* **Teks yang diberikan**:
Waktu-Waktu Yang Dilarang Melakukan Shalat

بسم الله الرحمن الرحيم
Waktu-Waktu Yang Dilarang Melakukan Shalat
Segala puji bagi Allah, shalawat dan salam semoga terlimpah kepada Rasulullah, kepada keluarganya, kepada para sahabatnya dan orang-orang yang mengikutinya hingga hari Kiamat, amma ba’du:
Berikut ini pembahasan waktu-waktu yang dilarang melakukan shalat. Semoga Allah menjadikan penulisan risalah ini ikhlas karena-Nya dan bermanfaat, Allahumma amin.
Waktu-waktu yang dilarang melakukan shalat
Telah ada hadits-hadits yang melarang melakukan shalat pada waktu-waktu ini, yaitu: (1) setelah shalat Subuh sampai terbit matahari, (2) ketika matahari baru terbit sampai setinggi satu tombak, (3) ketika matahari berada di tengah langit sampai condong ke barat, (4) setelah shalat Ashar sampai tenggelam matahari, dan (5) ketika matahari mau tenggelam hingga tenggelam. Hal ini berdasarkan hadits-hadits berikut:
لَا صَلَاةَ بَعْدَ صَلَاةِ الْعَصْرِ حَتَّى تَغْرُبَ الشَّمْسُ، وَلَا صَلَاةَ بَعْدَ صَلَاةِ الْفَجْرِ حَتَّى تَطْلُعَ الشَّمْسُ
“Tidak ada shalat setelah shalat Ashar sampai matahari tenggelam, dan tidak ada shalat setelah shalat Fajar sampai matahari terbit.” (HR. Bukhari dan Muslim)

[Item tersimpan dari sebuah koleksi]
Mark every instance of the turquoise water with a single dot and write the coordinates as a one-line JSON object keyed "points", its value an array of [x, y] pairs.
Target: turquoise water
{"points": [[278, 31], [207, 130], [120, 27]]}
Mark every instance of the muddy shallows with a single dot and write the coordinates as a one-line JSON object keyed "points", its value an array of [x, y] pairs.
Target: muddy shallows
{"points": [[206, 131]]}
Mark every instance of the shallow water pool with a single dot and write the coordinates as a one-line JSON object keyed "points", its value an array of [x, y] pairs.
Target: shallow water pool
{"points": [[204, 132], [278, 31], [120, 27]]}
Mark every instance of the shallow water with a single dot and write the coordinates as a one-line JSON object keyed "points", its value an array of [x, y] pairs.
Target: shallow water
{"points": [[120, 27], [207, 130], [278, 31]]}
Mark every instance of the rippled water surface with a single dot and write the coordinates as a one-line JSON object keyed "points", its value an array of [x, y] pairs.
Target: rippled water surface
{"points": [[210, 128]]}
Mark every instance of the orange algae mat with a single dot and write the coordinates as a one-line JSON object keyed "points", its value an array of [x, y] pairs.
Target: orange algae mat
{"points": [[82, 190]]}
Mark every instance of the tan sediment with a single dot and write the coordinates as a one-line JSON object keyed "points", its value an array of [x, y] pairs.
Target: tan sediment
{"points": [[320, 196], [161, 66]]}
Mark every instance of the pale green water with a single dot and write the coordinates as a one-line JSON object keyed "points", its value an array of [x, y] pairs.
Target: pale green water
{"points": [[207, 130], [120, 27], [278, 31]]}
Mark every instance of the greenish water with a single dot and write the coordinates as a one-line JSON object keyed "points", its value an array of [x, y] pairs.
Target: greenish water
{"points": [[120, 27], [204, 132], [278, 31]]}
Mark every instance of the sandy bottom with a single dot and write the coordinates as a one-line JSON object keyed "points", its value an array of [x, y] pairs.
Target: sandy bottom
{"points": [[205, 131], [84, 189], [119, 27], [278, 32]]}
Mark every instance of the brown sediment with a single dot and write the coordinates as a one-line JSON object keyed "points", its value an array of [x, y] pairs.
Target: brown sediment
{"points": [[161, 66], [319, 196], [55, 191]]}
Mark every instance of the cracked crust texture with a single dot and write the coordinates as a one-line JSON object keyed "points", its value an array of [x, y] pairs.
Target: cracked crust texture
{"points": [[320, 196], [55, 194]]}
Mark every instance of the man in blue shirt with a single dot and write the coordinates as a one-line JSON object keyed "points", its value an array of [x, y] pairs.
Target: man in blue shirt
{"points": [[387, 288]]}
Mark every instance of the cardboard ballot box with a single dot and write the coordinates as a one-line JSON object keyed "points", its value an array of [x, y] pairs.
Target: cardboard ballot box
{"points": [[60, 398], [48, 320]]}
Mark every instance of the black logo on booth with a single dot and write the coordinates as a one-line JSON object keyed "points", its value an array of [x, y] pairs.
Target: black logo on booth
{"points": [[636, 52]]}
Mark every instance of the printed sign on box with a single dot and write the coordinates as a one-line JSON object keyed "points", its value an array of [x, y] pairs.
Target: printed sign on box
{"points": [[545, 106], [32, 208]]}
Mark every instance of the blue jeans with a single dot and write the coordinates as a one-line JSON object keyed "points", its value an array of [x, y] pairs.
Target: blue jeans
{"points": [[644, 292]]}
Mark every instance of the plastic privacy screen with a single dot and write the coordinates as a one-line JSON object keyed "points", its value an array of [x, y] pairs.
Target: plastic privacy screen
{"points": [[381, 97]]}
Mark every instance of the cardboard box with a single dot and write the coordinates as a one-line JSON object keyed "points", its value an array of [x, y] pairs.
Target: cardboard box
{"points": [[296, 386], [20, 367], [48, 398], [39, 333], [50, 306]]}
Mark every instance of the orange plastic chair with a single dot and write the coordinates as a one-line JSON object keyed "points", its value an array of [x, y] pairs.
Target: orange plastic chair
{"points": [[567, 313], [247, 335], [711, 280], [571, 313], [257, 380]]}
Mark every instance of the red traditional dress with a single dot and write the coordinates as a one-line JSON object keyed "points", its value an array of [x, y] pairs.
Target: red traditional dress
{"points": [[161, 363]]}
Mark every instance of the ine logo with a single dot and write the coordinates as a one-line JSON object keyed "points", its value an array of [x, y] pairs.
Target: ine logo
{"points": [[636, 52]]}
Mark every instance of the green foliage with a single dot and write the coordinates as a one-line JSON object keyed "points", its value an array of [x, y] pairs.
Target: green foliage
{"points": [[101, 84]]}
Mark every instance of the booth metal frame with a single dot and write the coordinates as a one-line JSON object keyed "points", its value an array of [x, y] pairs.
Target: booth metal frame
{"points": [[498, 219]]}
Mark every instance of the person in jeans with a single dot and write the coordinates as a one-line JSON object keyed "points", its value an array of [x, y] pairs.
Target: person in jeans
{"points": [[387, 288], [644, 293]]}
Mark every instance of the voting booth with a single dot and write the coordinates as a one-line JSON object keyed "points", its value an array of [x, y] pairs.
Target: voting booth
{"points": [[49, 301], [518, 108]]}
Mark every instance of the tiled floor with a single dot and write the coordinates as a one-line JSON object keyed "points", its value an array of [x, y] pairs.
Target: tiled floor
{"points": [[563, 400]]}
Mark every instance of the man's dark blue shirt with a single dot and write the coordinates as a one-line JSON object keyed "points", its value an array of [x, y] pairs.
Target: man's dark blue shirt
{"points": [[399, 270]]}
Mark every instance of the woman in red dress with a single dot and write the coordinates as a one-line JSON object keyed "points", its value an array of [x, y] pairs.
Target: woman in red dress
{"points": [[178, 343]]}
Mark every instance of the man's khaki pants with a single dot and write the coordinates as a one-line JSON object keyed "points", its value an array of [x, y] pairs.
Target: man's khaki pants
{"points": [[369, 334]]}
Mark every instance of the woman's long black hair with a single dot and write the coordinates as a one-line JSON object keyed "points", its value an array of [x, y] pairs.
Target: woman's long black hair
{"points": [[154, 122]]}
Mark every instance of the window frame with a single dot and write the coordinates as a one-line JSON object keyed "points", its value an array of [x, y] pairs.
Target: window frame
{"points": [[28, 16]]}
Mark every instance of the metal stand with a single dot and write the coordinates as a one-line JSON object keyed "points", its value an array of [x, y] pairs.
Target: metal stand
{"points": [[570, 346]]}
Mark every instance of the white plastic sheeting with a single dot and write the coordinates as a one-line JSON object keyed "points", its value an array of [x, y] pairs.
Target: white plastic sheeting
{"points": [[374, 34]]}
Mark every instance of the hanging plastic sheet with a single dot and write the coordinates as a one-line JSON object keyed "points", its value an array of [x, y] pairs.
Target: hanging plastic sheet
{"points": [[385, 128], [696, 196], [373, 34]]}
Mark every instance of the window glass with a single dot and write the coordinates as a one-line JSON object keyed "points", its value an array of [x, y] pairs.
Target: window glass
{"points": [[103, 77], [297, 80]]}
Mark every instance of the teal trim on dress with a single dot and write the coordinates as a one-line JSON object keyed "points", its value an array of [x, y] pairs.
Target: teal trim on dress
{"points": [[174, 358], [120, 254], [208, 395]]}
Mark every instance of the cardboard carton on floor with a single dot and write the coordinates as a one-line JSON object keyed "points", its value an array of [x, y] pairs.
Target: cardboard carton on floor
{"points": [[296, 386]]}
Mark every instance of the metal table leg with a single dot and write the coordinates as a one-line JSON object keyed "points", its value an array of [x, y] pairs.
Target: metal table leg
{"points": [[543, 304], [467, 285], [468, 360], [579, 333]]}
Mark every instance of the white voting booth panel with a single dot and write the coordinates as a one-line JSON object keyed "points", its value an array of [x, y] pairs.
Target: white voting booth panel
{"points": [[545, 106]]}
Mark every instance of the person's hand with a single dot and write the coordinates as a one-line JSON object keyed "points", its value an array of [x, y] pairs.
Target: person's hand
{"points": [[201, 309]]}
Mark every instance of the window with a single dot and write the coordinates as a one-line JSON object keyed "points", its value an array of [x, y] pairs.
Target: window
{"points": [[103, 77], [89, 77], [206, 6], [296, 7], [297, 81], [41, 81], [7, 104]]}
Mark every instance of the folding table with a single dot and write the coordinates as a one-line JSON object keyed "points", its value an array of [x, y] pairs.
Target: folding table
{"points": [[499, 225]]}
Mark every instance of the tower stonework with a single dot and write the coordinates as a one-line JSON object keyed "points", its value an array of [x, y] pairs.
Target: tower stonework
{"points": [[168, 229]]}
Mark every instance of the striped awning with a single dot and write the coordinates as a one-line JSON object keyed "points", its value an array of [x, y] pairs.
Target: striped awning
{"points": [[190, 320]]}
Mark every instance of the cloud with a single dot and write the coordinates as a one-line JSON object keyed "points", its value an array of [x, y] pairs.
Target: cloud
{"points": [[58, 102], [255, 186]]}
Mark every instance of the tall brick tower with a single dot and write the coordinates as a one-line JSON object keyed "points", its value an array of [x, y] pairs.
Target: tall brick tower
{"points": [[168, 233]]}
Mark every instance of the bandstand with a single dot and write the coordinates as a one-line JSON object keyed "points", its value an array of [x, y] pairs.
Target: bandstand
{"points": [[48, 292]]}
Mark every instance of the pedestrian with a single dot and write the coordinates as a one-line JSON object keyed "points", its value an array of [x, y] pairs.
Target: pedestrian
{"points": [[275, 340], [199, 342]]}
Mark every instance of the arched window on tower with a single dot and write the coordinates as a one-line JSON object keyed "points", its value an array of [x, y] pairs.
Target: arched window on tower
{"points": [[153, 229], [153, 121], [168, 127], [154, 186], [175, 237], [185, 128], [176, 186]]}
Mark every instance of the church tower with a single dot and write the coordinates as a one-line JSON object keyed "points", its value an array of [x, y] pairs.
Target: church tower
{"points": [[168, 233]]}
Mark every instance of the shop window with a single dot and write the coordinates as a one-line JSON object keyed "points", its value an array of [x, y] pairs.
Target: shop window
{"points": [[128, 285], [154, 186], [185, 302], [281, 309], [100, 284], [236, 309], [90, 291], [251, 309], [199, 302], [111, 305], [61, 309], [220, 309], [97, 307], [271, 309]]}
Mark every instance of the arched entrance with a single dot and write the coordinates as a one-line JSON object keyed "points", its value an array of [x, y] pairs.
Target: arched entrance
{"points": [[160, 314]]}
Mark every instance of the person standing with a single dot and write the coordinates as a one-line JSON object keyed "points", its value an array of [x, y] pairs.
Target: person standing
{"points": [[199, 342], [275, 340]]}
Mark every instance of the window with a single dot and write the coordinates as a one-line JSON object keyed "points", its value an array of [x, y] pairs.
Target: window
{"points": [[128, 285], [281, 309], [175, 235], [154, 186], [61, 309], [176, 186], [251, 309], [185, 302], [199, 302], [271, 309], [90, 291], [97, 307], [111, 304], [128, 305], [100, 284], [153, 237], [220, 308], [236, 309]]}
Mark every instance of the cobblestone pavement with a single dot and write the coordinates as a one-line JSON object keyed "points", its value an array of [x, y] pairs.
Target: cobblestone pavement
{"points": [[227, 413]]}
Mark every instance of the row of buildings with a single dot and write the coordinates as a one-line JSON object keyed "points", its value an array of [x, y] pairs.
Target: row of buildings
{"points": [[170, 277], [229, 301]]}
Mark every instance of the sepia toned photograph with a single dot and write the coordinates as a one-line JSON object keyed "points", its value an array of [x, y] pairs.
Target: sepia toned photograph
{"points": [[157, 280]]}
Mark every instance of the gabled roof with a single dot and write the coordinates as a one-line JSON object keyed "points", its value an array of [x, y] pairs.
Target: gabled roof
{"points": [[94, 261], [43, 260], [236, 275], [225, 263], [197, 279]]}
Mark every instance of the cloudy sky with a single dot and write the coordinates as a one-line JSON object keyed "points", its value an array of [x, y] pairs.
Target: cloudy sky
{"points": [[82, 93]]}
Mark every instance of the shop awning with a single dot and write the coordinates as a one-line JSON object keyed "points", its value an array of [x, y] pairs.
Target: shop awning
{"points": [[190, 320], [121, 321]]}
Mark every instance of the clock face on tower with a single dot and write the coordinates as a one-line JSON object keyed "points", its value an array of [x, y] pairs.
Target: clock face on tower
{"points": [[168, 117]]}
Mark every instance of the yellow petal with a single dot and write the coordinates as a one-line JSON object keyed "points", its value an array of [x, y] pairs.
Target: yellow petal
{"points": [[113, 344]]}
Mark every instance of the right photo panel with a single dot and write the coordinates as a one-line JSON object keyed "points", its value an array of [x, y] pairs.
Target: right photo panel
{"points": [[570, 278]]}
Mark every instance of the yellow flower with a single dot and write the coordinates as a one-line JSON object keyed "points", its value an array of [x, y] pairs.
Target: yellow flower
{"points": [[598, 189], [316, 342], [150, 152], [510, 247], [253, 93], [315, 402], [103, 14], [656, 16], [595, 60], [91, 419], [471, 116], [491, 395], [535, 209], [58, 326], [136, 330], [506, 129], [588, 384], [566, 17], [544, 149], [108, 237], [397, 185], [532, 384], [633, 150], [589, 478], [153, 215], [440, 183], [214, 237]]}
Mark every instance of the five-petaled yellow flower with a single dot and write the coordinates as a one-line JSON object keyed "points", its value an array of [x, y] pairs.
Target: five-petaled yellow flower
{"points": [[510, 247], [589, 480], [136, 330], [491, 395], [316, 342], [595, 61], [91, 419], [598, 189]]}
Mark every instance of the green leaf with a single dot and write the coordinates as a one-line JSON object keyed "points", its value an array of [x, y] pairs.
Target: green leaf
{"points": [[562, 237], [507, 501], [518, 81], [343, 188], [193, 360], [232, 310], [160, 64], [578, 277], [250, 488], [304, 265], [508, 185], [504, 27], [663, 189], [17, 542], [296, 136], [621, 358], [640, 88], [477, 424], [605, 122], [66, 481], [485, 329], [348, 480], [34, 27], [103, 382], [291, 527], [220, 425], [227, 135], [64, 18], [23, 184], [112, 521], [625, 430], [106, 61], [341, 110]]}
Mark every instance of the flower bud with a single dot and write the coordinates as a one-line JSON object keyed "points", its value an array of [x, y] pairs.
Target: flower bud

* **Kerjakan soal berikut**:
A. Sebutkan semua waktu yang dilarang untuk melakukan shalat sebagaimana dirinci dalam teks tentang waktu terlarang shalat.
B. Kutip bagian teks tentang waktu terlarang shalat yang dimulai dengan "بسم الله الرحمن" dan berlanjut sampai "bermanfaat, Allahumma amin.".

* **Kunci jawaban**:
A.
1. Setelah shalat Subuh sampai terbit matahari
2. Ketika matahari baru terbit sampai setinggi satu tombak
3. Ketika matahari berada di tengah langit sampai condong ke barat
4. Setelah shalat Ashar sampai tenggelam matahari
5. Ketika matahari mau tenggelam hingga tenggelam

B.
بسم الله الرحمن الرحيم
Waktu-Waktu Yang Dilarang Melakukan Shalat
Segala puji bagi Allah, shalawat dan salam semoga terlimpah kepada Rasulullah, kepada keluarganya, kepada para sahabatnya dan orang-orang yang mengikutinya hingga hari Kiamat, amma ba’du:
Berikut ini pembahasan waktu-waktu yang dilarang melakukan shalat. Semoga Allah menjadikan penulisan risalah ini ikhlas karena-Nya dan bermanfaat, Allahumma amin.